[Stored records]
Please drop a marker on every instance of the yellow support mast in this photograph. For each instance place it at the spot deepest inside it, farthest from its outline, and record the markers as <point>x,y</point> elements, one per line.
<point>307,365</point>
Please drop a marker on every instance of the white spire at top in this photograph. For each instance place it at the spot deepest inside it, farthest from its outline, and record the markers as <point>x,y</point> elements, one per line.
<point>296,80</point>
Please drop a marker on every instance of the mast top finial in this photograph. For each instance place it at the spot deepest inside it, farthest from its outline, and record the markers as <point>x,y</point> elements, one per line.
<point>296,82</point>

**Exercise**
Reproduce all of the data above, exactly and without omission.

**Completed exercise**
Please drop a marker on every instance of the yellow support mast in this photograph. For each instance place it at the spot deepest inside it, farthest from its outline, and record the markers as <point>x,y</point> elements, one per line.
<point>307,365</point>
Please drop a marker on every instance of the white spire at top in this photograph. For each instance place it at the spot deepest inside it, farthest from its outline, and record the markers as <point>x,y</point> elements, one per line.
<point>296,80</point>
Please drop a marker on every instance of the mast top finial in this photograph. For each instance place it at the spot deepest inside it, farthest from its outline, and record the markers as <point>x,y</point> elements, one per line.
<point>296,82</point>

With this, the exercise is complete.